→ DIRECTIVE: Locate every line in the entries below that contains the string "shirt" and copy each such line. Matching is case-sensitive.

*** SUPPLIED ENTRIES ***

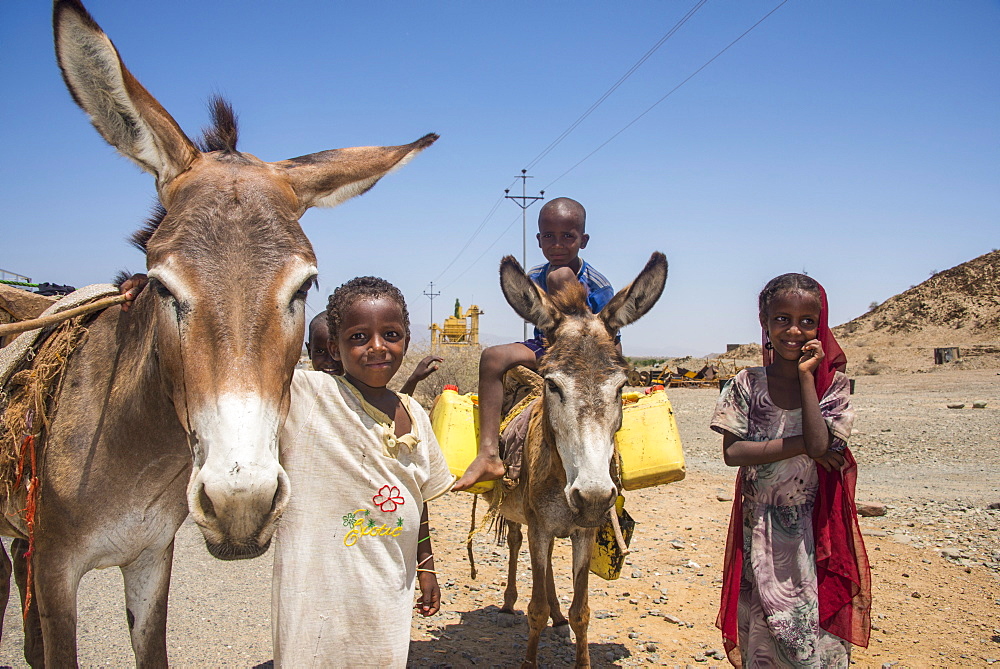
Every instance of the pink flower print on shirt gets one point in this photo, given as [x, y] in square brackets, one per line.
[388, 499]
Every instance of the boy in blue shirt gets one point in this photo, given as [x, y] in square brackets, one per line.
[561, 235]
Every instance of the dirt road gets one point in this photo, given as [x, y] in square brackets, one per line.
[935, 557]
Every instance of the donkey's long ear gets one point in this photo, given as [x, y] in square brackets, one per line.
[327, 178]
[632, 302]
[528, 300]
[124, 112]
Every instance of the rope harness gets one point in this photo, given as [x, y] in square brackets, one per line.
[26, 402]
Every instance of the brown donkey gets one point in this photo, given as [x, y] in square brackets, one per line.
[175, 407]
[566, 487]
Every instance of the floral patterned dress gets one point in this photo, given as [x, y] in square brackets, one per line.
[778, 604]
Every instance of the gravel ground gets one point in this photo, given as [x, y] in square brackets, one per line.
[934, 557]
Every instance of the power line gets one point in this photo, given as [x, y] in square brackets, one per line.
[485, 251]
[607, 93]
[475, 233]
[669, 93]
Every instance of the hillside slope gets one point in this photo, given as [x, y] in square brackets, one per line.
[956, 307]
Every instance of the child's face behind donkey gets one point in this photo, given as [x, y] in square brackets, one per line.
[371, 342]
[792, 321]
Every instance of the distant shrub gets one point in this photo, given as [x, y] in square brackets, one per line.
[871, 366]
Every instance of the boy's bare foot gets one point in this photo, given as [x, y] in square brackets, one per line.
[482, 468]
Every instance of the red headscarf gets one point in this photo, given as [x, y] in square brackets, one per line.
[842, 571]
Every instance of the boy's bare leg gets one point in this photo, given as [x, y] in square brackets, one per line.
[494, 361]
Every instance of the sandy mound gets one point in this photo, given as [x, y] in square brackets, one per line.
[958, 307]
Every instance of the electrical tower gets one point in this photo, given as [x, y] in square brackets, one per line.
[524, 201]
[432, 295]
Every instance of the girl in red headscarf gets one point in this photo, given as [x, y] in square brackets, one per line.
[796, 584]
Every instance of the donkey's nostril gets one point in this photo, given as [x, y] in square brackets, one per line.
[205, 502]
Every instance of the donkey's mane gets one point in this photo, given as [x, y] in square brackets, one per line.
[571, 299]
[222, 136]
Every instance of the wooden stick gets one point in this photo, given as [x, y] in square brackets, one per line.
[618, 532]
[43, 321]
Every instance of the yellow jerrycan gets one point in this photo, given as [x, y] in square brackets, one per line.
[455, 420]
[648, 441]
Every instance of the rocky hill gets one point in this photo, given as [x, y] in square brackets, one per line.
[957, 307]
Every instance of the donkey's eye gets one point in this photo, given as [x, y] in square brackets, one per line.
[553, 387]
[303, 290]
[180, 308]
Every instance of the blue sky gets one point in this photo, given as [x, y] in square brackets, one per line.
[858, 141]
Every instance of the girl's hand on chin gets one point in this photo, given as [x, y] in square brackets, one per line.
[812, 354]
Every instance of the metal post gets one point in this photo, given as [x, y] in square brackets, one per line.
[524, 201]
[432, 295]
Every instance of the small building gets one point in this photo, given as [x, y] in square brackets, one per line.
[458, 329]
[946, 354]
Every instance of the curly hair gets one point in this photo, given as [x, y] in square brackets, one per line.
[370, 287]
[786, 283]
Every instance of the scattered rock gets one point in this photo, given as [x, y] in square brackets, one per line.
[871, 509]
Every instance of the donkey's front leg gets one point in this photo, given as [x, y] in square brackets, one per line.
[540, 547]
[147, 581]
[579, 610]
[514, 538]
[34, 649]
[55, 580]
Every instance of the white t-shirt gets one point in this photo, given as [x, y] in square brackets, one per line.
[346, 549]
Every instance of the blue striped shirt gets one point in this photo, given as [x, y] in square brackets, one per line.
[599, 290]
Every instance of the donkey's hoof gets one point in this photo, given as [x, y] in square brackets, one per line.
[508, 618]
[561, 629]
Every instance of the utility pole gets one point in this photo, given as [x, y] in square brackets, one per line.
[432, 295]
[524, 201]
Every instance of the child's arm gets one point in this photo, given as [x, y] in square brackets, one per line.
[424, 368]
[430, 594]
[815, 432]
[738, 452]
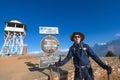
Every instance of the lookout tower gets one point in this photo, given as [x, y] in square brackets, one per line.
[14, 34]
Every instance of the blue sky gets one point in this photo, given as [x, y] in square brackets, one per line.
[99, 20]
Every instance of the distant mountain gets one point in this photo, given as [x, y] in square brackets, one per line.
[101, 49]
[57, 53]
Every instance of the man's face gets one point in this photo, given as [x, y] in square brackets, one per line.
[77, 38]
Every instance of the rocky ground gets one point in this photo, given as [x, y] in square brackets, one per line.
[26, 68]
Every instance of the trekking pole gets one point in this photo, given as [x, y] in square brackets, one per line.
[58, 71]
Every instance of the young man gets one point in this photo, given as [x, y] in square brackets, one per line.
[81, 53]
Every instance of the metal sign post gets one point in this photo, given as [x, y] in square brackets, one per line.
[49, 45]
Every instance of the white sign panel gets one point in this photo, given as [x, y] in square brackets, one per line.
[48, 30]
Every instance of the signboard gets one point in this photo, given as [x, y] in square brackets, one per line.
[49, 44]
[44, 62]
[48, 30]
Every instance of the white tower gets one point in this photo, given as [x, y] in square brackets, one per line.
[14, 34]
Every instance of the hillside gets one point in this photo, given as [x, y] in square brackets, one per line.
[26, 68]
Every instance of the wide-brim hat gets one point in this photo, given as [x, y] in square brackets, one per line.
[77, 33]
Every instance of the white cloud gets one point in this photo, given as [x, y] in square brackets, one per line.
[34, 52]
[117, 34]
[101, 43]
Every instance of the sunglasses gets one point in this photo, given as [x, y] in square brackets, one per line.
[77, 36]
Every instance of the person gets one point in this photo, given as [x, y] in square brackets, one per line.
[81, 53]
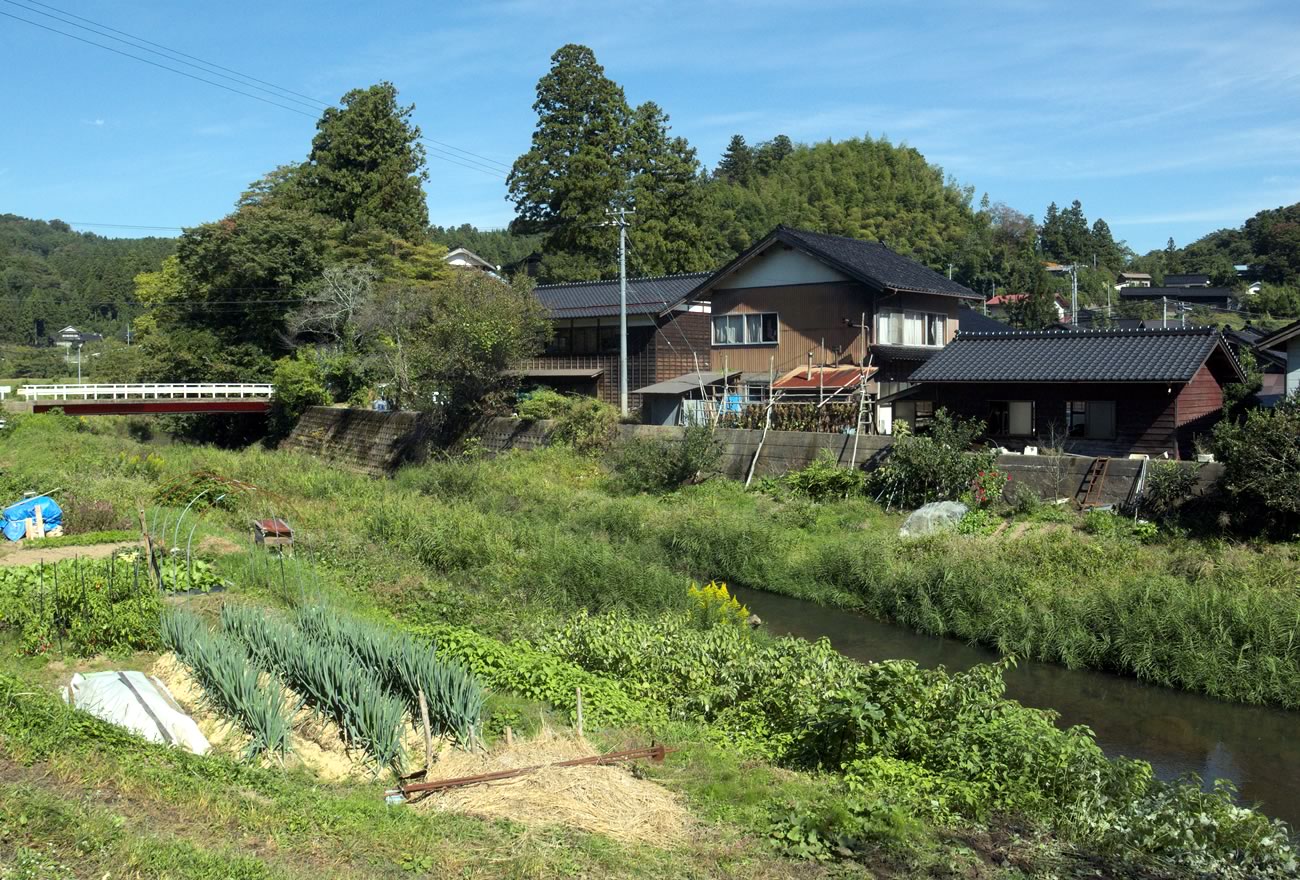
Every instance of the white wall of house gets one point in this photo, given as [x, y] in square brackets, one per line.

***
*** SUPPLIED ENTRIES ***

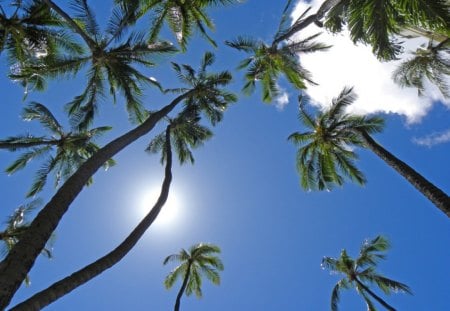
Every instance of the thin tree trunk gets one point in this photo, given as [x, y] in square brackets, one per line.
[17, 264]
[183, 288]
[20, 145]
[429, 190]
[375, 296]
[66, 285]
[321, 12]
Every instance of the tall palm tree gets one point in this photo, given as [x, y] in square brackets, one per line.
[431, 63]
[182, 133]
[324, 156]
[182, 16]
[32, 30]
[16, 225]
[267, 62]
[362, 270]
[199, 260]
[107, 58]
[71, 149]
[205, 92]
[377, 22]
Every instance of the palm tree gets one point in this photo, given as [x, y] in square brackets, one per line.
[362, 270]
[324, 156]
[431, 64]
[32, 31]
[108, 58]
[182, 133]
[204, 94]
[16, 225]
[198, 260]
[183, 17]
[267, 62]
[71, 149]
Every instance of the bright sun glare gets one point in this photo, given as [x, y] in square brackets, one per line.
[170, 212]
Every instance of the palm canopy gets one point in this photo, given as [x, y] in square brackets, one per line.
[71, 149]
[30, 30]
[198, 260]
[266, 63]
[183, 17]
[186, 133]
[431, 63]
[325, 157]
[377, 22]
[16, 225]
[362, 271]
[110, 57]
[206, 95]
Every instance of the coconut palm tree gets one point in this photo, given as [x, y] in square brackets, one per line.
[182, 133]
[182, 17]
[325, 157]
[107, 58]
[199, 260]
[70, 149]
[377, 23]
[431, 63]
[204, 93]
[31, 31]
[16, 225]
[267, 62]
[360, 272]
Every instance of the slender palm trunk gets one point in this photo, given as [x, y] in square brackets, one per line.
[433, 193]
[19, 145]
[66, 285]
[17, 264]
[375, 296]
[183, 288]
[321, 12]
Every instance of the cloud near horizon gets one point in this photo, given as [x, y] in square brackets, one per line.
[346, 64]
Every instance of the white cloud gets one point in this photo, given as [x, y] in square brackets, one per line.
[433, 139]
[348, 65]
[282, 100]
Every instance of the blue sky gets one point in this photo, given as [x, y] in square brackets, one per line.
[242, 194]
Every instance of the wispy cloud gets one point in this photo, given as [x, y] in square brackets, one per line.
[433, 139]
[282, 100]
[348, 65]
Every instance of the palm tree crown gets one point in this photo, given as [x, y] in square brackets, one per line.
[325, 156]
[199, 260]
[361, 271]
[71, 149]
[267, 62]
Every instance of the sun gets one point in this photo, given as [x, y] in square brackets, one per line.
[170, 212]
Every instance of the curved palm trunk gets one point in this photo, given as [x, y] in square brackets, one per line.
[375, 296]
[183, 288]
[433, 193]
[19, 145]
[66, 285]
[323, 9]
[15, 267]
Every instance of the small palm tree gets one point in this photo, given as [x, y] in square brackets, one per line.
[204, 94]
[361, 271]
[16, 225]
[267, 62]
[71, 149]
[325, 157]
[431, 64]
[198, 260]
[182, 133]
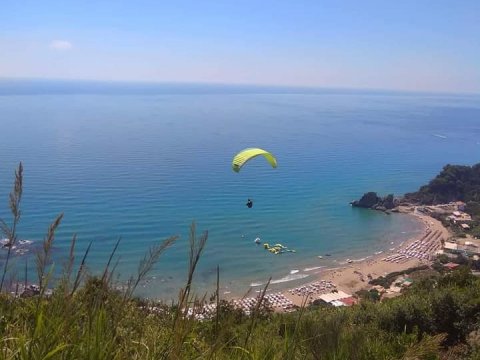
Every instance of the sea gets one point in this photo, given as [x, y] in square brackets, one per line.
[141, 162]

***
*** SUPPLIED ENTRIES ***

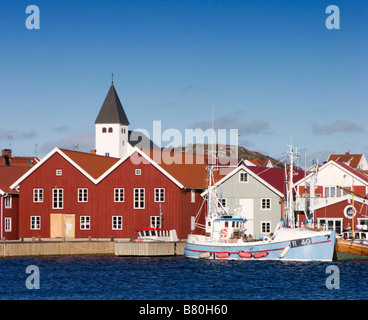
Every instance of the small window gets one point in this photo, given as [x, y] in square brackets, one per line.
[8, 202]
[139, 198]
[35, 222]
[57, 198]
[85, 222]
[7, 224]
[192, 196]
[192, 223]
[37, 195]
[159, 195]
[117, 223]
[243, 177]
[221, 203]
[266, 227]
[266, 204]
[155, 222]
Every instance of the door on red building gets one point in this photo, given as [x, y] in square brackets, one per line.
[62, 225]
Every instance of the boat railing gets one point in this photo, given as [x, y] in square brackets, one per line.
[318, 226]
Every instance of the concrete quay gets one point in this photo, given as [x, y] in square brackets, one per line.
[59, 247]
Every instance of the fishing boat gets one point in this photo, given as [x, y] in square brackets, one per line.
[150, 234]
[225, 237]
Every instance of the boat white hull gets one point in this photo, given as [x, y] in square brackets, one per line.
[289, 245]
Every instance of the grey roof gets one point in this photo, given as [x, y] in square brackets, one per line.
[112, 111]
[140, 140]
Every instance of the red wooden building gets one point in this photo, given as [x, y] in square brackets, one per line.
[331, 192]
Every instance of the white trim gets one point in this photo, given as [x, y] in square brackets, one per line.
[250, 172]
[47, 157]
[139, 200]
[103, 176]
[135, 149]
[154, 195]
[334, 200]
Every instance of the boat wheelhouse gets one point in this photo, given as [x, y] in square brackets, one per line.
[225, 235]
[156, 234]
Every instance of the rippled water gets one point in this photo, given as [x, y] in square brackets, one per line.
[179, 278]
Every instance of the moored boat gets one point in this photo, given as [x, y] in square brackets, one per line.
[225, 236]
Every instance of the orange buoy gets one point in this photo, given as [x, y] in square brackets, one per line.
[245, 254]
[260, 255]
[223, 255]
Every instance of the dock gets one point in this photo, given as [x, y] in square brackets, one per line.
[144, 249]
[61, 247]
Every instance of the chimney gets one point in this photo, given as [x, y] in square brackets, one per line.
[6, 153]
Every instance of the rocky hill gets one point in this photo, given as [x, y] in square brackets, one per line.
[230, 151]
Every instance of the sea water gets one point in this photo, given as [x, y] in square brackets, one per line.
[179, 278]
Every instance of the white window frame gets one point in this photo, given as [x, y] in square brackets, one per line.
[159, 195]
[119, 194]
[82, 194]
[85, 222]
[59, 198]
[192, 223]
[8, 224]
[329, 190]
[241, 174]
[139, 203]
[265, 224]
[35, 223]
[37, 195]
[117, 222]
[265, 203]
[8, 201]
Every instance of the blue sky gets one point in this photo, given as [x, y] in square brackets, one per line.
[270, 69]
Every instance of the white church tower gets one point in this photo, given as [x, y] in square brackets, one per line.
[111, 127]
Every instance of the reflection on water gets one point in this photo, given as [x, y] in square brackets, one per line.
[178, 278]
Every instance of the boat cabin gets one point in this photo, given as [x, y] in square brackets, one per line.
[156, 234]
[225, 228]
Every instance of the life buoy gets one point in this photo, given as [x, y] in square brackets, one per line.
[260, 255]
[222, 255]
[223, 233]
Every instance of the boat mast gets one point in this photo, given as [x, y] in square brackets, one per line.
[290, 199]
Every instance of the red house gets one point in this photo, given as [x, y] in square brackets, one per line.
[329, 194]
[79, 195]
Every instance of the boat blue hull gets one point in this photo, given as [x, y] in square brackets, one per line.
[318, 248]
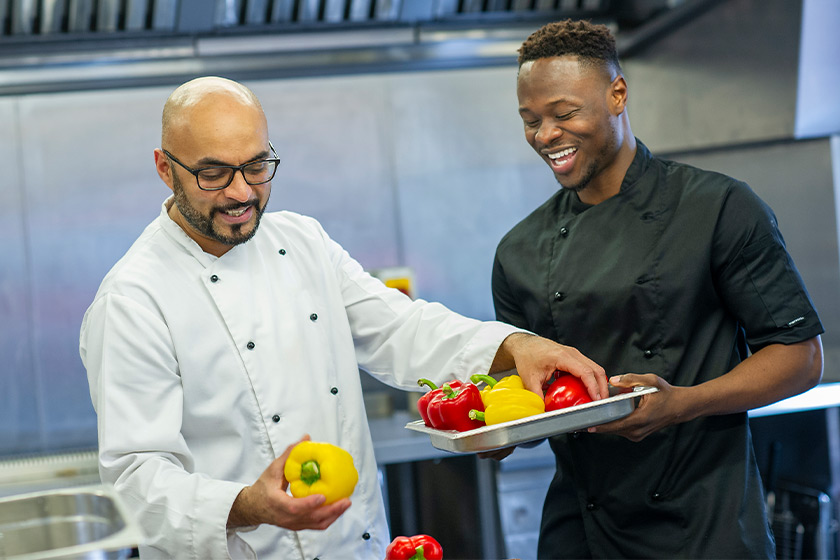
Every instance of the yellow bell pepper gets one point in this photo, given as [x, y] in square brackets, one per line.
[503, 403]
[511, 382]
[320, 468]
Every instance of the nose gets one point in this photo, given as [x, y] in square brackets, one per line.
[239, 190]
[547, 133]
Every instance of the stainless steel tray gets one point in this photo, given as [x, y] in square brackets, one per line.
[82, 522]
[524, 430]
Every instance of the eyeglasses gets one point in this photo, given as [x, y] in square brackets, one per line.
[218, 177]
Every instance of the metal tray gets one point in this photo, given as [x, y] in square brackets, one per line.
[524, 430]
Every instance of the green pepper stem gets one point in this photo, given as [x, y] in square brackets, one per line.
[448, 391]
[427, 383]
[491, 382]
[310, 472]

***

→ SOLUTION FOR THIS TASK:
Every instance of the pink flower print on shirt gets one point in this photo, given as [x, y] in square brackets, one per line.
Every instance of the boy in blue shirt gets one point in this photo, given as [x, y] in square brackets, one per line.
Every instance of the white t-shirt gets one point in this photo, given as [x, y] in square brackets, one per line.
Every instance of the blue striped shirt gets one point in this photo, given as [x, y] in square brackets, one per line.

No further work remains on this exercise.